#### Your assignment:
An exact copy of every record is required.
■ ■ ■ ■ ■ ■ ■
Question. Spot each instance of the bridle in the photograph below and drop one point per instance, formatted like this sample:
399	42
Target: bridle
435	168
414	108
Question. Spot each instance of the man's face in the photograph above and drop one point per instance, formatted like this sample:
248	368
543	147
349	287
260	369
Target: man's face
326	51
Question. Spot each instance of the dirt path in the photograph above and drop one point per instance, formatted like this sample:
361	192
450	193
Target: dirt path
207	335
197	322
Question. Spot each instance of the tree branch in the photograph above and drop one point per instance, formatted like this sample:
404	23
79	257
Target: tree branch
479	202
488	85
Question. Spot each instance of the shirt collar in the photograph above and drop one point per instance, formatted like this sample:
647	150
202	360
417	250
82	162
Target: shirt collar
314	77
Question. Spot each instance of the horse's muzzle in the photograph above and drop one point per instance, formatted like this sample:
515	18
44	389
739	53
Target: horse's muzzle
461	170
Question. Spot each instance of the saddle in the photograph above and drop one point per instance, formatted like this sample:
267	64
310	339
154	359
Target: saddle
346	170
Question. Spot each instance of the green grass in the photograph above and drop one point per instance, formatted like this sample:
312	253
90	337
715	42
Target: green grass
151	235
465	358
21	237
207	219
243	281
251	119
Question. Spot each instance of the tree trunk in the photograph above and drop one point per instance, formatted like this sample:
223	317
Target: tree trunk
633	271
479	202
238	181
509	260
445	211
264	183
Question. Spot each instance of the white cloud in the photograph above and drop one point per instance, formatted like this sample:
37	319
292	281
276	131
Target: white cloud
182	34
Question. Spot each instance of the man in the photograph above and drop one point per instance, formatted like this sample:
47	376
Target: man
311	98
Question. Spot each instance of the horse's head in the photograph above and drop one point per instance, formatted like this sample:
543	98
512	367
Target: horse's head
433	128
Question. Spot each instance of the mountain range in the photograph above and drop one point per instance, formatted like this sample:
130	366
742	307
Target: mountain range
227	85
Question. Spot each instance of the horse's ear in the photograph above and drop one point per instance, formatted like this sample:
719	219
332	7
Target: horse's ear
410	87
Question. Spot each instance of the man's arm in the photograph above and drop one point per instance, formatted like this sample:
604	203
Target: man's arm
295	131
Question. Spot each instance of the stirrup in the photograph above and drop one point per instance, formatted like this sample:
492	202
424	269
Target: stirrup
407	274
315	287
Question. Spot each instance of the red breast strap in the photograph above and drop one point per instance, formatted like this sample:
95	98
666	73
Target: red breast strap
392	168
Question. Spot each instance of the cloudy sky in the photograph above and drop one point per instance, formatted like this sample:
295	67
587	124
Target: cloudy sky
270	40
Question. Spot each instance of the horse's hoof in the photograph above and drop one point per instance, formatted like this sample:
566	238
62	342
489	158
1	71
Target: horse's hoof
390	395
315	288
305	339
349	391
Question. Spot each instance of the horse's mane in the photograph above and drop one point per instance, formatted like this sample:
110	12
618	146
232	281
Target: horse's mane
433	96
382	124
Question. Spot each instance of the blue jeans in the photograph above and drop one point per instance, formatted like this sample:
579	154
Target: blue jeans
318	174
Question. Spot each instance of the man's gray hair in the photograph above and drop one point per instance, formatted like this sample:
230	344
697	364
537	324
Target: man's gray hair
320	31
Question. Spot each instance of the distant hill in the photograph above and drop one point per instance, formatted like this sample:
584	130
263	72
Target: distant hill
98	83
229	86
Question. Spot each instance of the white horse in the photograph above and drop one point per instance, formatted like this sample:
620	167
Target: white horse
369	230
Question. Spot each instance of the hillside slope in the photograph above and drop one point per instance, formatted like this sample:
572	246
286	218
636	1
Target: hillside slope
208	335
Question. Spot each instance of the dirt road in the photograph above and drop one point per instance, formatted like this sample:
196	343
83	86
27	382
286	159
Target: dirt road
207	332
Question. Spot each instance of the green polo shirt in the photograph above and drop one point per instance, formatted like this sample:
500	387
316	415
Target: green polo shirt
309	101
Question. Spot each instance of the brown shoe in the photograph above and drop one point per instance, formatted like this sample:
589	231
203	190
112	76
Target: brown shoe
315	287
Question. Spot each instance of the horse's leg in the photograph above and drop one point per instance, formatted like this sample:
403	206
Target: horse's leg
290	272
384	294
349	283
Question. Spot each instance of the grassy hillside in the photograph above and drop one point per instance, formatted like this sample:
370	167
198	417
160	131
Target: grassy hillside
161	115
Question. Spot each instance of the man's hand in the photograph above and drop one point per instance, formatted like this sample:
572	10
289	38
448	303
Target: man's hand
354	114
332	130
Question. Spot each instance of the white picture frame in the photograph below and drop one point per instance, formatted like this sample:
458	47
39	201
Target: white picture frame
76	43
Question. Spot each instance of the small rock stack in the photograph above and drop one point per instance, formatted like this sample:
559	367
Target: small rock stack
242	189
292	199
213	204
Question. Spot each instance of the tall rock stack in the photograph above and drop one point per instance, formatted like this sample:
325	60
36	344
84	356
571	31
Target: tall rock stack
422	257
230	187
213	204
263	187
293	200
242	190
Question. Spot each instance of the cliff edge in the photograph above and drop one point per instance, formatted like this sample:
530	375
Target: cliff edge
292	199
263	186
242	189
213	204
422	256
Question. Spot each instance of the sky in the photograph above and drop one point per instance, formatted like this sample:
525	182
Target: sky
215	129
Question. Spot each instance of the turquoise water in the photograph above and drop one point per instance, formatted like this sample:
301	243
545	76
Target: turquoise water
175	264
■ ■ ■ ■ ■ ■ ■
#### Answer to the problem:
Question. Spot each instance of the bridle in the photograph below and drop one point per instance, formatted like this sample:
399	42
Target: bridle
435	168
414	108
Question. Spot each instance of the man's face in the photograph above and drop one point per instance, formatted like this sample:
248	368
543	147
349	287
260	369
Target: man's face
326	51
Question. Spot each instance of the dirt path in the photograph above and drop one point per instance, formatted like this sample:
361	192
450	193
Target: dirt path
207	335
197	322
Question. Spot each instance of the tree branch in the photograph above and drop one point per instance, formatted like this sample:
404	23
79	257
Target: tree branch
479	202
488	85
Question. Spot each instance of the shirt collar in the photograph above and drop one point per instance, formatted like this sample:
647	150
202	360
417	250
82	162
Target: shirt collar
314	77
Question. Spot each instance of the horse's muzzle in the photograph above and drop one point per instance, formatted like this sample:
515	18
44	389
739	53
Target: horse's muzzle
461	170
Question. Spot each instance of the saddle in the photograph above and drop one point per instance, formatted like this sample:
267	64
310	339
154	359
Target: saddle
346	170
Question. Spot each instance of the green grass in the photograph above and drop one point per instance, formatted like this sample:
312	253
90	337
715	42
Target: green grass
151	235
465	358
21	237
207	219
243	281
251	119
Question. Spot each instance of the tree trunk in the photograph above and drop one point per instance, formatted like this sample:
223	317
Target: tree trunk
633	271
479	202
238	181
509	260
445	211
264	183
Question. Spot each instance of the white cloud in the photograph above and drop one point per instance, formatted like this sample:
37	319
292	281
276	131
Target: white cloud
182	34
Question. Spot each instance of the man in the photograph above and drop one point per instance, formatted like this sample:
47	376
Target: man
311	98
Question. Spot each instance of the horse's head in the photograph above and drop one point per instance, formatted like this sample:
543	98
512	367
Target: horse's head
433	128
Question. Spot each instance of the mountain range in the photograph above and drop one point per instance, formatted like this sample:
130	366
742	307
Target: mountain range
227	85
Question. Spot each instance of the horse's ear in the photograph above and drop one point per instance, formatted like this sample:
719	219
332	7
Target: horse's ear
410	87
Question. Spot each instance of the man's arm in the photograph above and drop one point per instance, formatted like this sample:
604	203
Target: man's arm
295	131
Question. Spot each instance of the stirrup in the photograph above and drop one point per instance, formatted like this sample:
492	202
424	269
Target: stirrup
407	274
315	287
Question. Spot each instance of the red breast strap in the photograph above and drop one point per instance, formatted like this sample:
95	98
666	73
Target: red breast strap
392	168
Question. Spot each instance of the cloudy sky in the photograph above and drop one point per instance, formatted like this sample:
295	67
587	124
Target: cloudy sky
270	40
Question. Spot each instance of the horse's hoof in the photograph above and drop one point per instance, formatted like this sample:
566	238
62	342
489	158
1	71
Target: horse's hoof
390	395
315	288
305	339
349	391
Question. Spot each instance of the horse's mane in the photograph above and drop one point per instance, formatted like this sample:
110	12
618	146
232	281
Target: horse's mane
433	96
382	124
Question. Spot each instance of the blue jeans in the photograph above and drop one point per instance, formatted like this sample:
579	154
Target: blue jeans
318	174
Question. Spot each instance of the man's gray hair in the photograph above and drop one point per instance, formatted like this sample:
230	344
697	364
537	324
Target: man's gray hair
320	31
Question. Spot each instance of the distant hill in the photograph above and drop one point per instance, formatted like this sample:
584	130
263	72
Target: distant hill
98	83
229	86
Question. Spot each instance of the white horse in the photograph above and drop one point per instance, formatted like this sample:
620	167
Target: white horse
369	230
Question. Spot each instance of the hillside slope in the photograph above and drop one point per instance, formatted like this sample:
572	246
286	218
636	1
Target: hillside slope
208	335
Question. Spot each instance of the dirt road in the photograph above and drop one point per instance, formatted like this sample:
196	343
83	86
27	382
286	159
Target: dirt road
207	332
Question. Spot each instance of the green polo shirt in the photograph above and drop one point per instance, formatted like this sample:
500	387
316	415
Target: green polo shirt
309	101
Question. Spot each instance of the brown shoe in the photograph above and drop one point per instance, formatted like this sample:
589	231
203	190
112	76
Target: brown shoe
315	287
Question. Spot each instance of the horse's leg in the photograph above and drop one point per instance, formatted like this sample:
403	206
Target: horse's leg
290	272
384	294
349	283
Question. Spot each instance of the grassy hillside in the photograph above and drop one point per instance, formatted like this sample:
370	167
198	417
160	131
Target: grassy hillside
161	115
Question. Spot each instance of the man's hand in the photograph above and drop one point per instance, formatted like this sample:
572	10
289	38
448	303
Target: man's hand
354	114
332	130
Question. Spot each instance of the white picture frame in the photograph below and drop one point per instance, formatted like this sample:
458	47
39	201
Target: white picture frame
76	43
Question. Spot each instance of the small rock stack in the photograph above and drop one point per instance, formatted like this sample:
559	367
Target: small rock stack
242	189
292	199
213	204
Question. Spot each instance of the tall rock stack in the photograph above and drop one point per instance, formatted like this sample:
325	60
36	344
84	356
571	31
Target: tall rock stack
422	257
230	187
213	204
263	187
293	200
242	190
Question. Spot each instance of the cliff edge in the photograph above and drop one point per instance, formatted like this sample:
530	375
Target: cliff edge
292	199
263	186
242	189
213	204
422	256
Question. Spot each instance of the sky in the photograph above and drop one point per instance, formatted like this sample:
525	182
Target: sky
215	129
Question. Spot each instance of the turquoise water in the photograph above and drop one point per instance, formatted like this sample:
301	243
545	76
Target: turquoise water
175	264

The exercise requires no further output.